[START Source extract]

"Topsy Turvy" is a bittersweet term. It evokes frivolous associations, yet also intimates a world gone askew, a world of perpetual night where right and wrong have no meaning, where pain and loss upturn rules and routines.

The Spanish poet and philosopher Solomon Bonafed (died after 1445) is distressed by his world gone awry; this is a period of mass defection to Catholicism and Bonafed finds it difficult to integrate that "scholars who were precious beyond words, who girded themselves with valor... now are gone."

The defection of many of his friends to Christianity, the deterioration of the Jewish community, combined with his own suffering and that of the Jewish people, filled him with a sense of futility which is expressed in his personal poetry. Bonafed excelled in satirical verse, and developed many enemies, perhaps because he tended to settle accounts in his biting poems and epigrams. He engaged in bitter polemics with his opponents, and in old age was forced to flee to the town of Belchite, where he wrote a scathing satire in rhymed prose against the notables of Saragossa. His compositions include outspoken love lyrics, philosophical poems and reshuyot (a type of liturgical poem), some of which are set to Spanish melodies. Although Bonafed mocked the excessively severe rabbinical rulings and many prevalent superstitious customs, he remained strictly observant and zealous for the Jewish faith.

[END Source extract]

__Work to complete__. Could you quote the passage on Solomon Bonafed in full, word for word? The rows that follow are separate material and have nothing to do with the passage on Solomon Bonafed.

[START Excerpted records]

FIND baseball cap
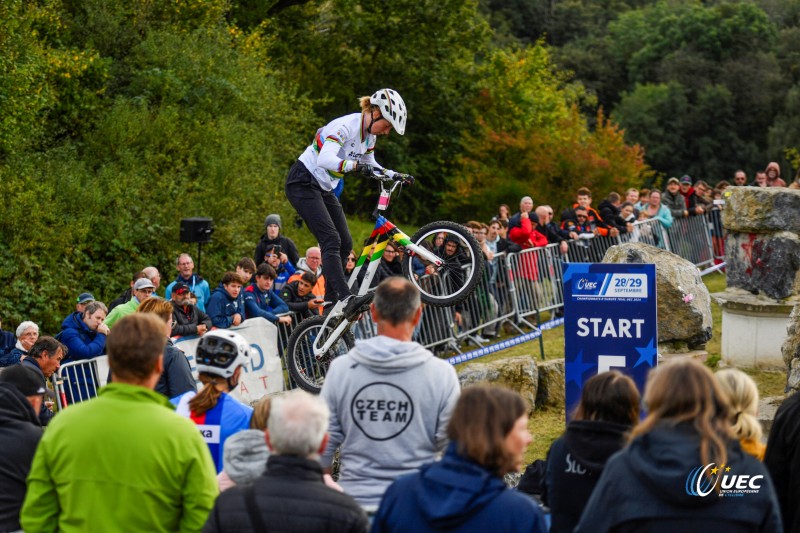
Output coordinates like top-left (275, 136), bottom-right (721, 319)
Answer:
top-left (264, 213), bottom-right (283, 228)
top-left (0, 365), bottom-right (47, 396)
top-left (76, 292), bottom-right (95, 304)
top-left (133, 278), bottom-right (156, 291)
top-left (172, 281), bottom-right (189, 294)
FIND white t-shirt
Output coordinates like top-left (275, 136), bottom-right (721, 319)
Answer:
top-left (299, 113), bottom-right (383, 191)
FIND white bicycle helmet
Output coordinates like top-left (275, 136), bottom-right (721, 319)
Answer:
top-left (195, 329), bottom-right (250, 379)
top-left (369, 89), bottom-right (407, 135)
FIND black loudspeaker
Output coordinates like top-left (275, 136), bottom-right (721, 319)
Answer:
top-left (181, 217), bottom-right (214, 242)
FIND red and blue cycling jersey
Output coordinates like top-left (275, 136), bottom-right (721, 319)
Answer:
top-left (170, 391), bottom-right (253, 474)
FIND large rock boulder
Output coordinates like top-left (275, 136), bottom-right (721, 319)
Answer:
top-left (536, 359), bottom-right (566, 407)
top-left (603, 243), bottom-right (712, 352)
top-left (722, 187), bottom-right (800, 233)
top-left (458, 355), bottom-right (536, 412)
top-left (725, 231), bottom-right (800, 300)
top-left (781, 304), bottom-right (800, 391)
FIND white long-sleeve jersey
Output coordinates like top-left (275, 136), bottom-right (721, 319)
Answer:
top-left (299, 113), bottom-right (383, 191)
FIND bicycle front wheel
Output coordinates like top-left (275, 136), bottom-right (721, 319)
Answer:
top-left (403, 221), bottom-right (484, 307)
top-left (286, 316), bottom-right (356, 394)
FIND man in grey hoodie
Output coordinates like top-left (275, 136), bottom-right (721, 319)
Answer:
top-left (320, 277), bottom-right (461, 512)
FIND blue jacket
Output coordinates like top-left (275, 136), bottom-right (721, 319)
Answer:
top-left (164, 274), bottom-right (211, 313)
top-left (372, 443), bottom-right (547, 533)
top-left (59, 311), bottom-right (106, 363)
top-left (243, 283), bottom-right (289, 324)
top-left (206, 283), bottom-right (244, 328)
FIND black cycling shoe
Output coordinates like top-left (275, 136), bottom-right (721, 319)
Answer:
top-left (342, 292), bottom-right (374, 318)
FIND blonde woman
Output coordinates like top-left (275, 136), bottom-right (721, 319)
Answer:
top-left (714, 368), bottom-right (767, 461)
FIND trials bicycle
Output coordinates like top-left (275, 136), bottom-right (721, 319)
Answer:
top-left (286, 168), bottom-right (485, 393)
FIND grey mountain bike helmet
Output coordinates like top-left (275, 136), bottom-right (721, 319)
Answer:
top-left (369, 89), bottom-right (407, 135)
top-left (195, 329), bottom-right (250, 379)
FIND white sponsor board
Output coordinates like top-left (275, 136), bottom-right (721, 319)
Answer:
top-left (173, 318), bottom-right (283, 404)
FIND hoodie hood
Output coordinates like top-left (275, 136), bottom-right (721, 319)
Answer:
top-left (0, 383), bottom-right (42, 427)
top-left (626, 424), bottom-right (745, 508)
top-left (350, 335), bottom-right (433, 374)
top-left (297, 257), bottom-right (322, 277)
top-left (416, 443), bottom-right (508, 530)
top-left (222, 429), bottom-right (269, 485)
top-left (564, 420), bottom-right (631, 475)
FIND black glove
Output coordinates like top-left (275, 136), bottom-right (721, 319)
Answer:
top-left (394, 174), bottom-right (415, 185)
top-left (356, 163), bottom-right (375, 178)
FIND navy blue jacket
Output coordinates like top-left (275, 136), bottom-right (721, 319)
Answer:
top-left (372, 443), bottom-right (547, 533)
top-left (58, 311), bottom-right (106, 362)
top-left (575, 424), bottom-right (783, 533)
top-left (544, 420), bottom-right (630, 533)
top-left (243, 283), bottom-right (289, 324)
top-left (206, 283), bottom-right (244, 328)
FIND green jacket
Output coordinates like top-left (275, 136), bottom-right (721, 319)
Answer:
top-left (20, 383), bottom-right (218, 533)
top-left (105, 297), bottom-right (139, 327)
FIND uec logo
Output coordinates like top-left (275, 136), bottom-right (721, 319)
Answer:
top-left (686, 463), bottom-right (764, 498)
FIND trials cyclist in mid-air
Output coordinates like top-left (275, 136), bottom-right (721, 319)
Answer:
top-left (285, 89), bottom-right (414, 316)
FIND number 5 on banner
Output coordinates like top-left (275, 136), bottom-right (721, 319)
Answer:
top-left (597, 355), bottom-right (625, 374)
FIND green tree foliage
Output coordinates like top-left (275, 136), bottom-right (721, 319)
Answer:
top-left (445, 44), bottom-right (646, 217)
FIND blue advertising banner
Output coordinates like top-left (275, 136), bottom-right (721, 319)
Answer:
top-left (564, 263), bottom-right (658, 420)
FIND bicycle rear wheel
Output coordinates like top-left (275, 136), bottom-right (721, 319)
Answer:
top-left (286, 316), bottom-right (355, 394)
top-left (403, 221), bottom-right (485, 307)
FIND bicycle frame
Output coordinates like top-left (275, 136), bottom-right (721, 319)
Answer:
top-left (313, 175), bottom-right (444, 359)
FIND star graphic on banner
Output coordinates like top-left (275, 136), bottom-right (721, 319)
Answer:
top-left (564, 350), bottom-right (594, 387)
top-left (633, 339), bottom-right (658, 368)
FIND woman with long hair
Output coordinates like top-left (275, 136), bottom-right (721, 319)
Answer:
top-left (542, 371), bottom-right (640, 533)
top-left (170, 329), bottom-right (253, 474)
top-left (714, 368), bottom-right (767, 461)
top-left (372, 385), bottom-right (547, 533)
top-left (575, 358), bottom-right (783, 533)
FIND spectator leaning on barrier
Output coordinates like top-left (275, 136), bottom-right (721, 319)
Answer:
top-left (75, 292), bottom-right (95, 314)
top-left (0, 316), bottom-right (17, 358)
top-left (21, 337), bottom-right (69, 426)
top-left (259, 244), bottom-right (297, 292)
top-left (0, 365), bottom-right (46, 531)
top-left (21, 313), bottom-right (217, 533)
top-left (764, 161), bottom-right (786, 187)
top-left (136, 298), bottom-right (197, 398)
top-left (281, 272), bottom-right (325, 319)
top-left (244, 263), bottom-right (292, 324)
top-left (207, 272), bottom-right (247, 328)
top-left (164, 254), bottom-right (211, 313)
top-left (203, 391), bottom-right (369, 533)
top-left (171, 330), bottom-right (253, 473)
top-left (321, 277), bottom-right (460, 510)
top-left (372, 385), bottom-right (547, 533)
top-left (680, 174), bottom-right (705, 216)
top-left (105, 278), bottom-right (156, 328)
top-left (0, 320), bottom-right (39, 367)
top-left (108, 270), bottom-right (147, 313)
top-left (253, 214), bottom-right (300, 266)
top-left (171, 281), bottom-right (213, 337)
top-left (661, 177), bottom-right (689, 219)
top-left (289, 246), bottom-right (325, 298)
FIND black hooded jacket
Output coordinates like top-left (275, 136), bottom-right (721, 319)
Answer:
top-left (0, 383), bottom-right (42, 531)
top-left (575, 424), bottom-right (783, 533)
top-left (542, 420), bottom-right (630, 533)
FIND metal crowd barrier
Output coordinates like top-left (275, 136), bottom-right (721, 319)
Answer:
top-left (50, 355), bottom-right (109, 411)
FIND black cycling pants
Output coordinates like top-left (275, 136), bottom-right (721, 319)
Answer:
top-left (284, 161), bottom-right (353, 302)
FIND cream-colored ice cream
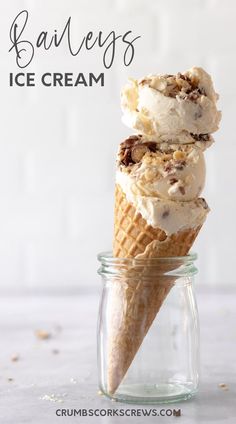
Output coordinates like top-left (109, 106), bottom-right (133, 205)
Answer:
top-left (121, 67), bottom-right (221, 136)
top-left (116, 135), bottom-right (209, 235)
top-left (116, 172), bottom-right (209, 236)
top-left (117, 137), bottom-right (205, 201)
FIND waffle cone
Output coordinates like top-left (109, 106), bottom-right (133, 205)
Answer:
top-left (107, 185), bottom-right (201, 395)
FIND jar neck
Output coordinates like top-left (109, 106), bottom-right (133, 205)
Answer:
top-left (98, 252), bottom-right (197, 279)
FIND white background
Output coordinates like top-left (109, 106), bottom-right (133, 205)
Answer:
top-left (0, 0), bottom-right (236, 293)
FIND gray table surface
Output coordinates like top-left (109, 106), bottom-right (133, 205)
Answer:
top-left (0, 289), bottom-right (236, 424)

[END Excerpted records]

__Worked answer__.
"Topsy Turvy" is a bittersweet term. It evokes frivolous associations, yet also intimates a world gone askew, a world of perpetual night where right and wrong have no meaning, where pain and loss upturn rules and routines.

The Spanish poet and philosopher Solomon Bonafed (died after 1445) is distressed by his world gone awry; this is a period of mass defection to Catholicism and Bonafed finds it difficult to integrate that "scholars who were precious beyond words, who girded themselves with valor... now are gone."

The defection of many of his friends to Christianity, the deterioration of the Jewish community, combined with his own suffering and that of the Jewish people, filled him with a sense of futility which is expressed in his personal poetry. Bonafed excelled in satirical verse, and developed many enemies, perhaps because he tended to settle accounts in his biting poems and epigrams. He engaged in bitter polemics with his opponents, and in old age was forced to flee to the town of Belchite, where he wrote a scathing satire in rhymed prose against the notables of Saragossa. His compositions include outspoken love lyrics, philosophical poems and reshuyot (a type of liturgical poem), some of which are set to Spanish melodies. Although Bonafed mocked the excessively severe rabbinical rulings and many prevalent superstitious customs, he remained strictly observant and zealous for the Jewish faith.